==== The records

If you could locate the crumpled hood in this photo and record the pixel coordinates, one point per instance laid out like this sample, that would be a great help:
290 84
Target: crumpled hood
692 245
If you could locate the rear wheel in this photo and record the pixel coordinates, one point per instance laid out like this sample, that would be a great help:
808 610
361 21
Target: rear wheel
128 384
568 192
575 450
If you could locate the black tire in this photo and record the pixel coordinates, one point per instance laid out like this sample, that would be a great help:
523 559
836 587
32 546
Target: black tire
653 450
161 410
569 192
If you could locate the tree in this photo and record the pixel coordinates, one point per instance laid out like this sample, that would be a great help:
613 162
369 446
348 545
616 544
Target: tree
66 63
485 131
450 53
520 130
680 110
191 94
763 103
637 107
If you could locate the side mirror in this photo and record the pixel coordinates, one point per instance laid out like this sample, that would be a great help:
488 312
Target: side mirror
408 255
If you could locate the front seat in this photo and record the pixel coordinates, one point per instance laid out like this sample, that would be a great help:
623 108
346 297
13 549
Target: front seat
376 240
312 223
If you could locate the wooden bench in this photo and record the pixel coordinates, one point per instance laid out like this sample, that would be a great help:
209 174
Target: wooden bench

========

*Your goal*.
Looking at the records above, how many lines contain "bench"? Only the number is needed.

*Solution*.
2